Records from a data source:
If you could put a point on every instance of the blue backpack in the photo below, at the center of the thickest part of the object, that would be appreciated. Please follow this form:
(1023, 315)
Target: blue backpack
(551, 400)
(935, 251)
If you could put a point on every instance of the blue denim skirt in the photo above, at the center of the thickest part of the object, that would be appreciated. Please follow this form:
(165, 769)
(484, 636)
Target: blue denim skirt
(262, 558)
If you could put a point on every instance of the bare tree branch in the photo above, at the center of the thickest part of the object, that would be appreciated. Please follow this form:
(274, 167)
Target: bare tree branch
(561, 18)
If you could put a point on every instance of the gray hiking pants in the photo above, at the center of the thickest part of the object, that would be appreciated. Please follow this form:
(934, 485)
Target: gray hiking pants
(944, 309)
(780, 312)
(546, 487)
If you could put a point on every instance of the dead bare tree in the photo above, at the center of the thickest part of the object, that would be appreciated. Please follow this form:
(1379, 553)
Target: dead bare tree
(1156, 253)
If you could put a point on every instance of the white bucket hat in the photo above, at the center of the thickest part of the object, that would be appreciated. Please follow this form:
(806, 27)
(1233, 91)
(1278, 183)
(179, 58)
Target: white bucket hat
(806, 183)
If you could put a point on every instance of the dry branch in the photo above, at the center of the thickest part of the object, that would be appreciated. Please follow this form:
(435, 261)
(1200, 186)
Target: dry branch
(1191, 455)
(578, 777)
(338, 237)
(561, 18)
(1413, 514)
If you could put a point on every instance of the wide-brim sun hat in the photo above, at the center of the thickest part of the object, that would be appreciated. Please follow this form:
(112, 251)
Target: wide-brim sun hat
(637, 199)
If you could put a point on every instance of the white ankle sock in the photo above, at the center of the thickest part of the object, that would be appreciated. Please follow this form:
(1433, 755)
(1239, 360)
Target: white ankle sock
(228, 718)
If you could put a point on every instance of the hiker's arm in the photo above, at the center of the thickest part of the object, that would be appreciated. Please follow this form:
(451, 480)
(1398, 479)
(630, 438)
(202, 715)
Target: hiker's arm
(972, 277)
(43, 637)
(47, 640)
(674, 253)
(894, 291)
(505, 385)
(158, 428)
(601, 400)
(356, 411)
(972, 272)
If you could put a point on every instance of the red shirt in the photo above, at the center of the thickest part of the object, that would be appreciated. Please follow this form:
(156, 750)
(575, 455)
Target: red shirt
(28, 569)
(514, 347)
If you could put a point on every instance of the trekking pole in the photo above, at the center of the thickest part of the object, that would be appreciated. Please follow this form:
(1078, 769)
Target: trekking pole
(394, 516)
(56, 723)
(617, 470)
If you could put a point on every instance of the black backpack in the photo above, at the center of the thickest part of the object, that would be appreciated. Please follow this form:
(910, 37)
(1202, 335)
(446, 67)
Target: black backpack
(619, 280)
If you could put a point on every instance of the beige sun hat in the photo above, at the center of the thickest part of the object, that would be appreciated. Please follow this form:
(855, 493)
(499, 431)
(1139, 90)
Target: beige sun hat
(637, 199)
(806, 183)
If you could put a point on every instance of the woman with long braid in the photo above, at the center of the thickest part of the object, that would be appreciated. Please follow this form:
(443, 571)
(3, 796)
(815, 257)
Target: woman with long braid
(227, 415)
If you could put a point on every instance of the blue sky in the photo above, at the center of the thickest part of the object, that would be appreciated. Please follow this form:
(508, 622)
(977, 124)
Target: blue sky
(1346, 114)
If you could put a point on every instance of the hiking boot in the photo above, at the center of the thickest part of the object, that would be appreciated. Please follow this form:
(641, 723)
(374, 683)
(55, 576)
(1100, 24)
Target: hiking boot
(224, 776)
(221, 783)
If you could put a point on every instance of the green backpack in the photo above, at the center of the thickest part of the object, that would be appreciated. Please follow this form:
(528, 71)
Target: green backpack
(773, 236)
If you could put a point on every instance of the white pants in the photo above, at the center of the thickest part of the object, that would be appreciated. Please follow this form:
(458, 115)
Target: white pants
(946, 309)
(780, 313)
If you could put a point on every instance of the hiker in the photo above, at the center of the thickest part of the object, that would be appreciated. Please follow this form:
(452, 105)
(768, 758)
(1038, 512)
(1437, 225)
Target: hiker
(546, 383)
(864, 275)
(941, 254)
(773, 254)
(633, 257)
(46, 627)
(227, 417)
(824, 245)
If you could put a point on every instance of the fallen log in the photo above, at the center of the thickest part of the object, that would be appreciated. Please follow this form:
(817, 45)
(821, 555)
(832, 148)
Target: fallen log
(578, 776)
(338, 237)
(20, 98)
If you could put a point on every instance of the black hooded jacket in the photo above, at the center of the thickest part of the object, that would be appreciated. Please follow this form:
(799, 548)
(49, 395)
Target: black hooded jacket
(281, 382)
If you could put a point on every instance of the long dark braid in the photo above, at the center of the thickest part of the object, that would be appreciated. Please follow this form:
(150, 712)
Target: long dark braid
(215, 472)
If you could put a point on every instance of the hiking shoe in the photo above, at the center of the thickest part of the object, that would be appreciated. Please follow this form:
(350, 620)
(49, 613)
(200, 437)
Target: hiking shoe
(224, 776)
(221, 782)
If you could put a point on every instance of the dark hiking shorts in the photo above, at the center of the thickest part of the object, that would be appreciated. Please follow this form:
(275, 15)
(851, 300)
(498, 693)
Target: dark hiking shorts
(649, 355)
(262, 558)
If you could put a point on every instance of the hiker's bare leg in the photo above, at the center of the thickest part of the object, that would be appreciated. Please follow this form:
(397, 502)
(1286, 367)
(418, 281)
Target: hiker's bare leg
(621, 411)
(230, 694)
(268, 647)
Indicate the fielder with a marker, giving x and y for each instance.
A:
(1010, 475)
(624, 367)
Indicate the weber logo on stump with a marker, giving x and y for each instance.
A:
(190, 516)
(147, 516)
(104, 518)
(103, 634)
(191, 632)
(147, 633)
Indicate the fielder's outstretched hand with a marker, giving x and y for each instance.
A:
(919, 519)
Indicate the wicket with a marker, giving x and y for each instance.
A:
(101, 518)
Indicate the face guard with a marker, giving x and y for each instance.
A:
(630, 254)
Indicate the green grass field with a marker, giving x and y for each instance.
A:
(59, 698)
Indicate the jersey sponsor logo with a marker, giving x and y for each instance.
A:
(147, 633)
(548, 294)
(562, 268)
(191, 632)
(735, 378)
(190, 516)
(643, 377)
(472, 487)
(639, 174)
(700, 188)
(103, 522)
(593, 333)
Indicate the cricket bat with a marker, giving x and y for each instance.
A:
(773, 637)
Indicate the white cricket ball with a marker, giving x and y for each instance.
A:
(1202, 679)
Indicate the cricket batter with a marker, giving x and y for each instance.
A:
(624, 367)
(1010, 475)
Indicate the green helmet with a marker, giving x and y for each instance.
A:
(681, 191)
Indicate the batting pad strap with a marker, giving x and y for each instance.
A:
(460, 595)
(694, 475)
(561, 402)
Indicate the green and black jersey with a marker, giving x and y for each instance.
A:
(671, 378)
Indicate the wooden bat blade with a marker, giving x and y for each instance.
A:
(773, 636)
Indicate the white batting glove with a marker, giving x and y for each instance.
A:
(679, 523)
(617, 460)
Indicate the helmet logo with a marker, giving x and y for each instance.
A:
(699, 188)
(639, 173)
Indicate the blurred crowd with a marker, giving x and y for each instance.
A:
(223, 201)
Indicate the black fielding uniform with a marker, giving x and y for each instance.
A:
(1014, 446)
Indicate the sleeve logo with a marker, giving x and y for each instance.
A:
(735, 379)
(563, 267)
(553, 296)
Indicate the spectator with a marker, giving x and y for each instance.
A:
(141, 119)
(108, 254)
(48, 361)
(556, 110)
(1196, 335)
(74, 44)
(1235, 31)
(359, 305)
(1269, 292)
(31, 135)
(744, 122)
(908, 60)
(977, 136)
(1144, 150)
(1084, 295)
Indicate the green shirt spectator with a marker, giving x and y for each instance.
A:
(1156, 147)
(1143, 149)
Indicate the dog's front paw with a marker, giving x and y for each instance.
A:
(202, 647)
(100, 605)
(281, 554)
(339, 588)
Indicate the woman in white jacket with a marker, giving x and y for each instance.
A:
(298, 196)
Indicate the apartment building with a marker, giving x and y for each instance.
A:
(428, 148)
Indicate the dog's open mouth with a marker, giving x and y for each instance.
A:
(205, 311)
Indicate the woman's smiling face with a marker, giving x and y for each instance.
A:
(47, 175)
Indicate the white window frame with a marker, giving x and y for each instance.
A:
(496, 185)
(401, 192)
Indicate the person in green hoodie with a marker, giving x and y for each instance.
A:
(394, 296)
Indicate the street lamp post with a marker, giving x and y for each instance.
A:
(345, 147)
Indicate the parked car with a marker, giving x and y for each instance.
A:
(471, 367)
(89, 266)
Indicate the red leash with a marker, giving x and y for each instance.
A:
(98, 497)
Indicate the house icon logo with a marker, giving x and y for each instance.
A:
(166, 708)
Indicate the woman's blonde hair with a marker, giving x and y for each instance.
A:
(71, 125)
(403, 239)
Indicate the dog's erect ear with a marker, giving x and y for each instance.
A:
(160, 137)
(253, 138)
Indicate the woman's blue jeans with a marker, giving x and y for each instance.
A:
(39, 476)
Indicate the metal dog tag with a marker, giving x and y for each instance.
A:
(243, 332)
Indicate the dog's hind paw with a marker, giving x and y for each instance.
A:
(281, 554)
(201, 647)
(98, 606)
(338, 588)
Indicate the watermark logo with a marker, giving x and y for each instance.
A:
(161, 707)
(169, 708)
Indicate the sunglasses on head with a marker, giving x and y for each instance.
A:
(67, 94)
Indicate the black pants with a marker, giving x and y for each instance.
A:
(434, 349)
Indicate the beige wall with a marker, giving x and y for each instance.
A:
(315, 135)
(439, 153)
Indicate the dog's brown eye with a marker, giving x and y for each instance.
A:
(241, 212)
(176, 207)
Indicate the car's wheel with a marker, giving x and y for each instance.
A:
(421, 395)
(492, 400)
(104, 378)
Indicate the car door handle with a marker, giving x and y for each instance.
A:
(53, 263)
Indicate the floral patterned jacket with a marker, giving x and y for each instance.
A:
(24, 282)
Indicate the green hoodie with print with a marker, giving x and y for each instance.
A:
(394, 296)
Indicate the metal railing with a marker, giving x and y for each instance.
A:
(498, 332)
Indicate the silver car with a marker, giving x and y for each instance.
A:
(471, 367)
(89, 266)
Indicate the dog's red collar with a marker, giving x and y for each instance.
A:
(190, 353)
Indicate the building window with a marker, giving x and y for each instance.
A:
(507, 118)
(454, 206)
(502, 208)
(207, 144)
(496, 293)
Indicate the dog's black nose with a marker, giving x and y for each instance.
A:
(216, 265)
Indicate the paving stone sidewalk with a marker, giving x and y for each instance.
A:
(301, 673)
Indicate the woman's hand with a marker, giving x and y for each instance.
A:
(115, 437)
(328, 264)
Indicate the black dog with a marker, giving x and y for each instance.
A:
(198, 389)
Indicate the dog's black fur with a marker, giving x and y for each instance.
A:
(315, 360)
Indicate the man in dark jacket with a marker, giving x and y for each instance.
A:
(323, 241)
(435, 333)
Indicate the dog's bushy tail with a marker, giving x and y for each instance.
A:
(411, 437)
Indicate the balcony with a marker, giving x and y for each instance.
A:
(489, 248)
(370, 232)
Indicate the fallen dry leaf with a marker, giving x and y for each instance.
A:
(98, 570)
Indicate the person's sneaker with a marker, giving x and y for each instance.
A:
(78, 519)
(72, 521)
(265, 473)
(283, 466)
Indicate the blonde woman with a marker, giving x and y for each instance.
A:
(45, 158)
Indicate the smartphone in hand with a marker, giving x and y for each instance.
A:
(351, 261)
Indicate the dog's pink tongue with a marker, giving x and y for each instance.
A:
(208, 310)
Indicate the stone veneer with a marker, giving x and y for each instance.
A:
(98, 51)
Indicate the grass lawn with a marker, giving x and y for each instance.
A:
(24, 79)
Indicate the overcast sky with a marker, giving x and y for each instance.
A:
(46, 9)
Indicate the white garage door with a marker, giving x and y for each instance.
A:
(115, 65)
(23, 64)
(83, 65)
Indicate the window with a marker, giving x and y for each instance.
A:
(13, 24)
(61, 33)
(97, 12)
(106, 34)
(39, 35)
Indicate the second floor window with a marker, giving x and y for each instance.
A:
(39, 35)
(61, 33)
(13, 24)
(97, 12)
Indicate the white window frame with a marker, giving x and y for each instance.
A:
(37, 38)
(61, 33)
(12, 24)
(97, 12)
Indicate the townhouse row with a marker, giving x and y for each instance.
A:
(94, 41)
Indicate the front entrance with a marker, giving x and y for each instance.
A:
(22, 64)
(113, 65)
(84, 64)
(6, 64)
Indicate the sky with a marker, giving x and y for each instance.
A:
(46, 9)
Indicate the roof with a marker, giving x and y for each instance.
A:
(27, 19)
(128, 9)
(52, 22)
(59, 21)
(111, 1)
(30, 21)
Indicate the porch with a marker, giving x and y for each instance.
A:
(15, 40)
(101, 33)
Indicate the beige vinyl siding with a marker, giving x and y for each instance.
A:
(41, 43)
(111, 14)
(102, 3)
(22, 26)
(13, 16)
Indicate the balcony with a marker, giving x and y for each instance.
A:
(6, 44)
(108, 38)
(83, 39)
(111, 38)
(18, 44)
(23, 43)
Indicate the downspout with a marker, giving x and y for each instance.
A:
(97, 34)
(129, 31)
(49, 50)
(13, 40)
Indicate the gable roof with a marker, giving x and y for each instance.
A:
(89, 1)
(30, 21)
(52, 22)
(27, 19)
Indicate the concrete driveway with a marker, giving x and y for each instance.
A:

- **Exercise goal**
What lines above contain the word "spectator"? Return each such line.

- **Your response**
Indicate the spectator with a marker, giving x and y for each instance.
Indicate the green shirt spectator with a marker, giving x and y for each instance.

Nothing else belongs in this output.